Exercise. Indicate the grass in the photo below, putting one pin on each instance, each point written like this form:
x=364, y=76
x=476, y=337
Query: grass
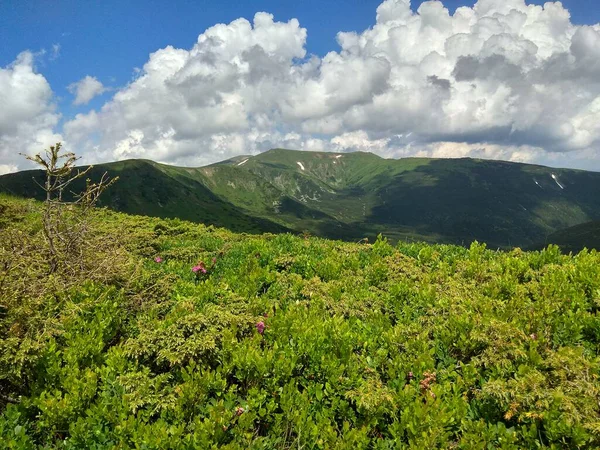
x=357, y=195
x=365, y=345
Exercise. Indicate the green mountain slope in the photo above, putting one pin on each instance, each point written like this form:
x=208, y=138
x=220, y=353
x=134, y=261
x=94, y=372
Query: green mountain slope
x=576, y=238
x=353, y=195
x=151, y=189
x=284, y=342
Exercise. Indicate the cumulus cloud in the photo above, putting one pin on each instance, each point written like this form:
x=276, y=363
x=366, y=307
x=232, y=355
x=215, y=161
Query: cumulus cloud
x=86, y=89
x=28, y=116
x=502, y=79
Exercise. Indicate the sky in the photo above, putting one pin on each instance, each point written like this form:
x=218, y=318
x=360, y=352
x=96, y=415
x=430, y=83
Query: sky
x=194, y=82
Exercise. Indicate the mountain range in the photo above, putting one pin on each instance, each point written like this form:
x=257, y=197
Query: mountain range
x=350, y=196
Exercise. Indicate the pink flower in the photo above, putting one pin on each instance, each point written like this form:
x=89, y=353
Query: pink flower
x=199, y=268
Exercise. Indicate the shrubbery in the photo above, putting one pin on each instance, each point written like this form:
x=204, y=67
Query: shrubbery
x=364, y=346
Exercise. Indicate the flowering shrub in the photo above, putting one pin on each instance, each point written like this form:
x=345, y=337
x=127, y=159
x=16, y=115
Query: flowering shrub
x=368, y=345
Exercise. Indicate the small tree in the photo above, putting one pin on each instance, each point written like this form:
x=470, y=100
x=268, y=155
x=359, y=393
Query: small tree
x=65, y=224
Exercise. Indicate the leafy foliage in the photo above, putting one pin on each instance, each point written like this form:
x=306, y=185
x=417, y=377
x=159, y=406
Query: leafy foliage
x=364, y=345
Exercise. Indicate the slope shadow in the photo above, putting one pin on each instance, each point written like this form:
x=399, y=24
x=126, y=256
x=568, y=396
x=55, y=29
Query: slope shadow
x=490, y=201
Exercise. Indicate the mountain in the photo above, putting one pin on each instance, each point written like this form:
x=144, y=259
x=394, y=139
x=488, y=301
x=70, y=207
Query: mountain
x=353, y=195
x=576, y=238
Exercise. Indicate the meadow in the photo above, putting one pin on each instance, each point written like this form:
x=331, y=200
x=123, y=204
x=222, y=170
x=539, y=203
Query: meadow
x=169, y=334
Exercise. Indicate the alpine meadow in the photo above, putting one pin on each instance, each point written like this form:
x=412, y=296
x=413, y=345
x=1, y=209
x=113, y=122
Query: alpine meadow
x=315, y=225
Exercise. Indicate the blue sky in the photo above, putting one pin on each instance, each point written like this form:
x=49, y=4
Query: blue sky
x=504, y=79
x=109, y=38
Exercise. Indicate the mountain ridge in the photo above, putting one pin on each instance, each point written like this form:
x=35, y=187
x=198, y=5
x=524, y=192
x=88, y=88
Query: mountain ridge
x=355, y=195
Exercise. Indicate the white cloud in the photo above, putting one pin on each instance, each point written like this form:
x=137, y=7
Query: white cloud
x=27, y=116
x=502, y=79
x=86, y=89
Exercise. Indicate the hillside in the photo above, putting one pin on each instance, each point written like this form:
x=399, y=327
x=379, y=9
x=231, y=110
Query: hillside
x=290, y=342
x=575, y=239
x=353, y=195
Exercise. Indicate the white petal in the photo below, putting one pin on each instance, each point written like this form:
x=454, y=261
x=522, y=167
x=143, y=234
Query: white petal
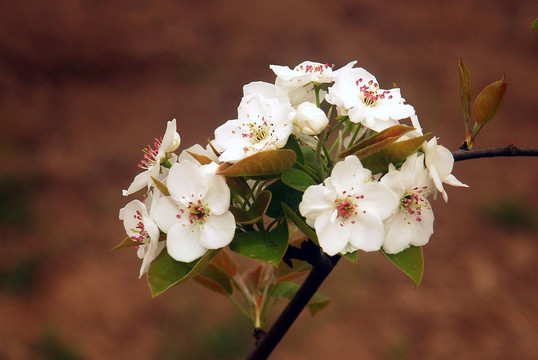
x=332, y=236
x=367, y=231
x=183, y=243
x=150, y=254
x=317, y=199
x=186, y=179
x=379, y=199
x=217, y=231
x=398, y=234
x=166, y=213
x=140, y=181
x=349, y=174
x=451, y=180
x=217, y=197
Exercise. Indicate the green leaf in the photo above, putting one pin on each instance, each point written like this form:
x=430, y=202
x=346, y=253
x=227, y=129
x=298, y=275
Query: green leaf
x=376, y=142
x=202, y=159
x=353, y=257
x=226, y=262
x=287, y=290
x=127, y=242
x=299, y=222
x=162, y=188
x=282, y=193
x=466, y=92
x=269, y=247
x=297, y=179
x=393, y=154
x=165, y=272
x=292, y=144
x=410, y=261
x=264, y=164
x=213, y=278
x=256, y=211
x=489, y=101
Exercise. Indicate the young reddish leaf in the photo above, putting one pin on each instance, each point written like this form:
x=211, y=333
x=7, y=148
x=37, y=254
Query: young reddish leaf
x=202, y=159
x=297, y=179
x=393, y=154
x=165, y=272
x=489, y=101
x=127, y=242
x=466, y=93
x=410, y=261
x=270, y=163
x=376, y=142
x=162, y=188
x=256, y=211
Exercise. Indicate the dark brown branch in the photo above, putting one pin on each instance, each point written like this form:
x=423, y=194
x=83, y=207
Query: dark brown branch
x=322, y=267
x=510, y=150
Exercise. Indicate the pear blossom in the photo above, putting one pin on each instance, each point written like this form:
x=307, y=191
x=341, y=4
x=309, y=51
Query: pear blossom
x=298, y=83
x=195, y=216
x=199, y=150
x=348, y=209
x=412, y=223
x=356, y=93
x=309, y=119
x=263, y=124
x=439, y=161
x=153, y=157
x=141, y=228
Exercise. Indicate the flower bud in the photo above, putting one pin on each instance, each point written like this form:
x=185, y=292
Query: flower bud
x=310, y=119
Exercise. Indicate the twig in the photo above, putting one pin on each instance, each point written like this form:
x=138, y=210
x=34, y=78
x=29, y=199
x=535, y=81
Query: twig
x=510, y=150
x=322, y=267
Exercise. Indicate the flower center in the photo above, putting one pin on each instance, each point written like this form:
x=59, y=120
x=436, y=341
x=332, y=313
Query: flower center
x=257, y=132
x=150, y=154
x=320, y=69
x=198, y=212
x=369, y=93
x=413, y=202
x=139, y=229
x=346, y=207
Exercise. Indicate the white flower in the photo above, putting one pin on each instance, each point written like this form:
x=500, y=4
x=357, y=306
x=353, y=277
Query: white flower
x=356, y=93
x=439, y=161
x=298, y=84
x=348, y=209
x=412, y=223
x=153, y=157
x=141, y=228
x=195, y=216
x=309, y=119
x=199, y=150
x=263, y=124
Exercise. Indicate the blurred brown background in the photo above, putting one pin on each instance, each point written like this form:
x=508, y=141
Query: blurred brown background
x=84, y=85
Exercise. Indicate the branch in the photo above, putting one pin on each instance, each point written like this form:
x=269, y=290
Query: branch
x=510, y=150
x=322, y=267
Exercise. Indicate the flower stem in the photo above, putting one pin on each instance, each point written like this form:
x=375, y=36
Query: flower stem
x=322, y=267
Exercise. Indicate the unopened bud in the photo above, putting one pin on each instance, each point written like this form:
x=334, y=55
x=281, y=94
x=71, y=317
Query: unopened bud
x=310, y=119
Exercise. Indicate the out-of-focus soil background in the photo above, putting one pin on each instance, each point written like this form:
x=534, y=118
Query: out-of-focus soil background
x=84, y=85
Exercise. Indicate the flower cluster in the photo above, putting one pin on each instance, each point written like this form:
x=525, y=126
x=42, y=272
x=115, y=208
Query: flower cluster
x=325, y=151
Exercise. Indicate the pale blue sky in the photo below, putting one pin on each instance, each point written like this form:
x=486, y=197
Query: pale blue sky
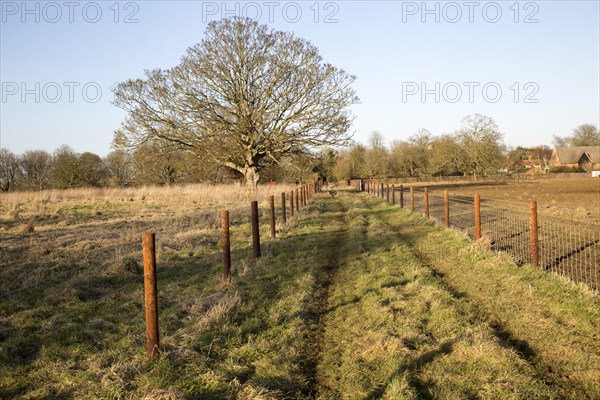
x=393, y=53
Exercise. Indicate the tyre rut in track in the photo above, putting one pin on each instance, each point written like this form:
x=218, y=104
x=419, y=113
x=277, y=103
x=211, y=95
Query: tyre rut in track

-------------------------

- [GIVEN PROBLEM]:
Render every line of the data above as a Markdown table with the columns Row and Line, numbering the rows and skipping blank lines. Leave the pictures out of the table.

- [EXPECTED ANSWER]:
| Row | Line |
|---|---|
| 1 | Exercise. Indicate the grass in the photo below, putting one pin on each instance, each point written like this form: |
| 2 | x=364, y=76 |
| 3 | x=476, y=337 |
| 4 | Query: grass |
| 5 | x=357, y=195 |
| 6 | x=365, y=345 |
| 7 | Exercise. Indicate the green mountain slope in the photo above, putting one pin on each instance, each point written like this form: |
| 8 | x=208, y=138 |
| 9 | x=220, y=353 |
| 10 | x=134, y=261 |
| 11 | x=94, y=372 |
| 12 | Query: green mountain slope |
| 13 | x=576, y=238 |
| 14 | x=353, y=195 |
| 15 | x=151, y=189 |
| 16 | x=284, y=342 |
| 17 | Exercise. Indicate the cumulus cloud in the photo above, putting one pin on each instance, each point written like this form: |
| 18 | x=276, y=363 |
| 19 | x=366, y=307 |
| 20 | x=232, y=355 |
| 21 | x=215, y=161 |
| 22 | Query: cumulus cloud |
| 23 | x=86, y=89 |
| 24 | x=28, y=116 |
| 25 | x=502, y=79 |
| 26 | Exercise. Indicate the sky in the photo above, putting one pin on each instance, each point written like this form: |
| 27 | x=218, y=318 |
| 28 | x=360, y=352 |
| 29 | x=96, y=415 |
| 30 | x=430, y=83 |
| 31 | Query: sky |
| 32 | x=194, y=82 |
| 33 | Exercise. Indicate the mountain range in the photo above, putting one pin on each instance, each point written like this form: |
| 34 | x=257, y=197 |
| 35 | Query: mountain range |
| 36 | x=350, y=196 |
| 37 | Exercise. Indicate the pink flower in the photo above, putting one pin on each instance, each point written like this form: |
| 38 | x=89, y=353 |
| 39 | Query: pink flower |
| 40 | x=199, y=268 |
| 41 | Exercise. Indicate the shrubbery in the photo above, putting one pin on each instance, each point written like this form: |
| 42 | x=204, y=67 |
| 43 | Query: shrubbery |
| 44 | x=364, y=346 |
| 45 | Exercise. Indicate the flowering shrub in the photo above, putting one pin on each instance, each point written like this form: |
| 46 | x=345, y=337 |
| 47 | x=127, y=159 |
| 48 | x=16, y=115 |
| 49 | Query: flowering shrub |
| 50 | x=368, y=345 |
| 51 | Exercise. Indicate the small tree in the photo above, putting one pin on each instance, each point written like this form: |
| 52 | x=470, y=100 |
| 53 | x=268, y=155 |
| 54 | x=359, y=393 |
| 55 | Query: small tree |
| 56 | x=65, y=224 |
| 57 | Exercise. Indicate the leafy foliage in the photo above, putting one pin on each instance, each point written like this form: |
| 58 | x=306, y=185 |
| 59 | x=417, y=377 |
| 60 | x=159, y=406 |
| 61 | Query: leafy foliage |
| 62 | x=364, y=345 |
| 63 | Exercise. Indicate the slope shadow in the photo above, putting one pin on each instance, each point written like this form: |
| 64 | x=399, y=24 |
| 65 | x=126, y=256 |
| 66 | x=568, y=396 |
| 67 | x=55, y=29 |
| 68 | Query: slope shadow |
| 69 | x=490, y=201 |
| 70 | Exercise. Indicate the mountain in the photo above, putting one pin on each instance, each point written like this form: |
| 71 | x=144, y=259 |
| 72 | x=394, y=139 |
| 73 | x=488, y=301 |
| 74 | x=70, y=207 |
| 75 | Query: mountain |
| 76 | x=353, y=195 |
| 77 | x=576, y=238 |
| 78 | Exercise. Indicate the meadow in the photo above, putting one pin on each instance, each point written like this form: |
| 79 | x=331, y=200 |
| 80 | x=123, y=204 |
| 81 | x=222, y=170 |
| 82 | x=539, y=203 |
| 83 | Query: meadow |
| 84 | x=169, y=334 |
| 85 | Exercise. Indicate the alpine meadow in the photo above, putting one pin on each instance, each point written like this form: |
| 86 | x=412, y=296 |
| 87 | x=413, y=345 |
| 88 | x=1, y=209 |
| 89 | x=113, y=122 |
| 90 | Query: alpine meadow |
| 91 | x=315, y=225 |
| 92 | Exercise. Indicate the blue sky in the photo above, putting one pin on each instance, each point written like this form: |
| 93 | x=49, y=4 |
| 94 | Query: blue sky |
| 95 | x=504, y=79 |
| 96 | x=109, y=38 |
| 97 | Exercise. Indicate the mountain ridge in the photo above, putting one pin on each instance, each point written like this form: |
| 98 | x=35, y=187 |
| 99 | x=198, y=5 |
| 100 | x=524, y=192 |
| 101 | x=88, y=88 |
| 102 | Query: mountain ridge |
| 103 | x=355, y=195 |
| 104 | Exercise. Indicate the white cloud in the photo above, putting one pin on each instance, each point written like this form: |
| 105 | x=137, y=7 |
| 106 | Query: white cloud |
| 107 | x=27, y=116 |
| 108 | x=502, y=79 |
| 109 | x=86, y=89 |
| 110 | Exercise. Indicate the hillside in the photo above, putting one pin on each instance, each point written like this form: |
| 111 | x=399, y=327 |
| 112 | x=379, y=9 |
| 113 | x=231, y=110 |
| 114 | Query: hillside |
| 115 | x=290, y=342 |
| 116 | x=575, y=239 |
| 117 | x=353, y=195 |
| 118 | Exercise. Indicate the white petal in the photo below, putting one pin on each instance, each point written like this form: |
| 119 | x=454, y=261 |
| 120 | x=522, y=167 |
| 121 | x=143, y=234 |
| 122 | Query: white petal |
| 123 | x=332, y=236 |
| 124 | x=367, y=231 |
| 125 | x=183, y=243 |
| 126 | x=150, y=254 |
| 127 | x=317, y=199 |
| 128 | x=186, y=179 |
| 129 | x=379, y=199 |
| 130 | x=217, y=231 |
| 131 | x=398, y=234 |
| 132 | x=166, y=213 |
| 133 | x=140, y=181 |
| 134 | x=349, y=174 |
| 135 | x=451, y=180 |
| 136 | x=217, y=197 |
| 137 | Exercise. Indicate the green leaf in the photo above, putting one pin on each instance, each point written like this form: |
| 138 | x=430, y=202 |
| 139 | x=346, y=253 |
| 140 | x=227, y=129 |
| 141 | x=298, y=275 |
| 142 | Query: green leaf |
| 143 | x=376, y=142 |
| 144 | x=202, y=159 |
| 145 | x=353, y=257 |
| 146 | x=226, y=262 |
| 147 | x=287, y=290 |
| 148 | x=127, y=242 |
| 149 | x=299, y=222 |
| 150 | x=162, y=188 |
| 151 | x=282, y=193 |
| 152 | x=466, y=92 |
| 153 | x=269, y=247 |
| 154 | x=297, y=179 |
| 155 | x=393, y=154 |
| 156 | x=165, y=272 |
| 157 | x=292, y=144 |
| 158 | x=410, y=261 |
| 159 | x=264, y=164 |
| 160 | x=213, y=278 |
| 161 | x=256, y=211 |
| 162 | x=489, y=101 |
| 163 | Exercise. Indicate the young reddish leaf in the photo above, putting one pin on each instance, each point written like this form: |
| 164 | x=211, y=333 |
| 165 | x=7, y=148 |
| 166 | x=37, y=254 |
| 167 | Query: young reddish leaf |
| 168 | x=202, y=159 |
| 169 | x=297, y=179 |
| 170 | x=393, y=154 |
| 171 | x=165, y=272 |
| 172 | x=489, y=101 |
| 173 | x=127, y=242 |
| 174 | x=466, y=93 |
| 175 | x=410, y=261 |
| 176 | x=270, y=163 |
| 177 | x=376, y=142 |
| 178 | x=162, y=188 |
| 179 | x=256, y=211 |
| 180 | Exercise. Indicate the dark brown branch in the photo above, putting one pin on each instance, each point written like this form: |
| 181 | x=423, y=194 |
| 182 | x=83, y=207 |
| 183 | Query: dark brown branch |
| 184 | x=322, y=267 |
| 185 | x=510, y=150 |
| 186 | Exercise. Indicate the pear blossom in the photo above, putting one pin on each instance, each point written like this form: |
| 187 | x=307, y=191 |
| 188 | x=341, y=4 |
| 189 | x=309, y=51 |
| 190 | Query: pear blossom |
| 191 | x=298, y=83 |
| 192 | x=195, y=216 |
| 193 | x=199, y=150 |
| 194 | x=348, y=209 |
| 195 | x=412, y=223 |
| 196 | x=356, y=93 |
| 197 | x=309, y=119 |
| 198 | x=263, y=124 |
| 199 | x=439, y=161 |
| 200 | x=153, y=157 |
| 201 | x=141, y=228 |
| 202 | Exercise. Indicate the flower bud in the photo above, putting one pin on each instance, each point written like this form: |
| 203 | x=185, y=292 |
| 204 | Query: flower bud |
| 205 | x=310, y=119 |
| 206 | Exercise. Indicate the twig in the photo above, putting one pin on each instance, each point written like this form: |
| 207 | x=138, y=210 |
| 208 | x=34, y=78 |
| 209 | x=29, y=199 |
| 210 | x=535, y=81 |
| 211 | Query: twig |
| 212 | x=510, y=150 |
| 213 | x=322, y=267 |
| 214 | Exercise. Indicate the flower center in the photo above, putting one pin on each instance, each point written like this form: |
| 215 | x=59, y=120 |
| 216 | x=436, y=341 |
| 217 | x=332, y=313 |
| 218 | Query: flower center |
| 219 | x=257, y=132 |
| 220 | x=150, y=154 |
| 221 | x=320, y=69 |
| 222 | x=198, y=212 |
| 223 | x=369, y=93 |
| 224 | x=413, y=202 |
| 225 | x=139, y=229 |
| 226 | x=346, y=207 |
| 227 | Exercise. Indicate the white flower in the photo above, putting one pin on each instance, each point written like this form: |
| 228 | x=500, y=4 |
| 229 | x=357, y=306 |
| 230 | x=353, y=277 |
| 231 | Query: white flower |
| 232 | x=356, y=93 |
| 233 | x=439, y=161 |
| 234 | x=298, y=84 |
| 235 | x=348, y=209 |
| 236 | x=412, y=223 |
| 237 | x=153, y=157 |
| 238 | x=141, y=228 |
| 239 | x=195, y=216 |
| 240 | x=309, y=119 |
| 241 | x=199, y=150 |
| 242 | x=263, y=124 |
| 243 | Exercise. Indicate the blurred brown background in the photo above, putting one pin on each instance, each point written like this form: |
| 244 | x=508, y=141 |
| 245 | Query: blurred brown background |
| 246 | x=84, y=85 |
| 247 | Exercise. Indicate the branch in the photo above, putting one pin on each instance, each point written like this form: |
| 248 | x=269, y=290 |
| 249 | Query: branch |
| 250 | x=510, y=150 |
| 251 | x=322, y=267 |
| 252 | Exercise. Indicate the flower stem in the photo above, putting one pin on each instance, each point written like this form: |
| 253 | x=375, y=36 |
| 254 | Query: flower stem |
| 255 | x=322, y=267 |
| 256 | Exercise. Indicate the unopened bud in the photo above, putting one pin on each instance, each point written like this form: |
| 257 | x=334, y=55 |
| 258 | x=281, y=94 |
| 259 | x=71, y=317 |
| 260 | Query: unopened bud |
| 261 | x=310, y=119 |
| 262 | Exercise. Indicate the out-of-focus soil background in the photo above, putting one pin on each instance, each point written like this form: |
| 263 | x=534, y=118 |
| 264 | Query: out-of-focus soil background |
| 265 | x=84, y=85 |
| 266 | Exercise. Indicate the flower cluster in the photo above, putting one pin on each instance, each point written like this form: |
| 267 | x=525, y=126 |
| 268 | x=42, y=272 |
| 269 | x=115, y=208 |
| 270 | Query: flower cluster |
| 271 | x=325, y=151 |
| 272 | Exercise. Indicate the pale blue sky in the photo below, putting one pin on each instance, each point written like this form: |
| 273 | x=486, y=197 |
| 274 | Query: pale blue sky |
| 275 | x=393, y=53 |
| 276 | Exercise. Indicate the tyre rut in track in the photo above, putting one pin on each instance, each point written like this form: |
| 277 | x=218, y=104 |
| 278 | x=419, y=113 |
| 279 | x=277, y=103 |
| 280 | x=211, y=95 |
| 281 | Query: tyre rut in track |